__Source passage__:

The class is subdued today. If students talk at all, it's very quietly and at their own tables.
The students open their boxes of latex gloves and awkwardly put them on. (Even recently, med students didn't use gloves for dissections; in the era of AIDS, however, gloves have become standard.) They draw the large white plastic sheet from the body and fold it up. Some hesitate with the damp, white blanket below, but that, too, is pulled away, and a strange sight lies there, an embalmed corpse. It seems a paradox. On the one hand, it is clearly the remains of an elderly person, a known entity. On the other hand, it is an eerie, almost unearthly version of a living body, something that is so foreign that I instinctively feel something here is wrong, dangerous.
As the coverings come off, the smell of formaldehyde intensifies, filling the lab.
Students wrinkle their noses and shake their heads. Some wipe their eyes, which are running in reaction to the fumes. Others wear face masks (with activated charcoal) over their noses and mouths to lessen the fumes' effect. The syllabus warns them not to wear contact lenses in the lab because these might absorb gases and chemical irritants.
"I wish I hadn't eaten lunch," mutters one, but no one becomes sick, and no one faints this year. Fainting is rare, actually, and is often attributable to other causes, such as no food for twenty-four hours. I have heard that some students cry upon receiving their cadaver, but I don't see any tears today. Either they are hidden from me, or the emotional preparation (including the presence of the chaplain) has, somehow, been sufficient.
The cadavers themselves are a tannish gray, lacking the enlivening pink from the red cells in circulating blood. Lips and nipples are not crimson, purple, or even pink, but muddy shades of gray. The eyes are shut, the features slightly swollen, perhaps from embalming. Fingernails are grayish yellow. The nail beds underneath are gray. The hands are lightly curved, as in life. The pubic hair is generally sparse and typically without any white hairs. The hair on the head has been close-cropped on all cadavers, leaving a stubble usually gray or white. The prevalence of cadaveric white hair seems to say, Yes, I was old enough to die; my death makes some kind of sense.
If I look at these aged heads alone, I find that the short hair makes discerning male and female difficult. And, lying down, the cadavers give few clues to relative height. The breasts and genitalia are the obvious marks of male and female. Three long cuts are common, the work of the embalmer: one at the throat, two at the groin; these have been sewn shut in large, even stitches.
The cadavers range in age from 57 to 101. This is a comforting fact: what a horror it would be to turn back the coverings and find a young person, or one the same age as the students. There are stories that circulate about this unveiling; some seem to be folkloric renderings of our deepest fears: "Did you hear about the med student who pulled back the shroud and found her grandmother — who had just died?"

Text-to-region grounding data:
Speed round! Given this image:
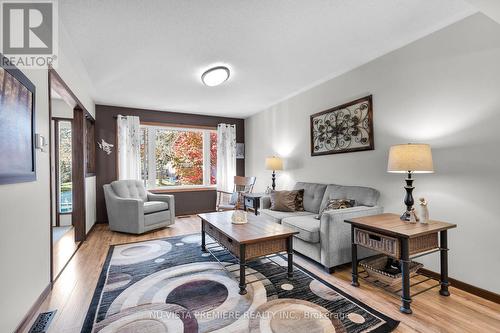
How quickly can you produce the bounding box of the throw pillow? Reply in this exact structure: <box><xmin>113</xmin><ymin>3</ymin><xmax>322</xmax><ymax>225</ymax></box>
<box><xmin>314</xmin><ymin>199</ymin><xmax>356</xmax><ymax>220</ymax></box>
<box><xmin>292</xmin><ymin>189</ymin><xmax>304</xmax><ymax>212</ymax></box>
<box><xmin>270</xmin><ymin>191</ymin><xmax>297</xmax><ymax>212</ymax></box>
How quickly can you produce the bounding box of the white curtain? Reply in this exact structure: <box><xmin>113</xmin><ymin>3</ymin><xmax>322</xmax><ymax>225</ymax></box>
<box><xmin>117</xmin><ymin>115</ymin><xmax>141</xmax><ymax>180</ymax></box>
<box><xmin>217</xmin><ymin>124</ymin><xmax>236</xmax><ymax>192</ymax></box>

__Task A__: Write out the part of the anatomy lab passage between "The class is" and "is wrong, dangerous.", inclusive.
__Task B__: Translate this sentence from the anatomy lab passage into Spanish: "As the coverings come off, the smell of formaldehyde intensifies, filling the lab."
You will not need the items to complete this work.

__Task output A__:
The class is subdued today. If students talk at all, it's very quietly and at their own tables.
The students open their boxes of latex gloves and awkwardly put them on. (Even recently, med students didn't use gloves for dissections; in the era of AIDS, however, gloves have become standard.) They draw the large white plastic sheet from the body and fold it up. Some hesitate with the damp, white blanket below, but that, too, is pulled away, and a strange sight lies there, an embalmed corpse. It seems a paradox. On the one hand, it is clearly the remains of an elderly person, a known entity. On the other hand, it is an eerie, almost unearthly version of a living body, something that is so foreign that I instinctively feel something here is wrong, dangerous.

__Task output B__: A medida que se retiran las cubiertas, el olor a formaldehído se intensifica y llena el laboratorio.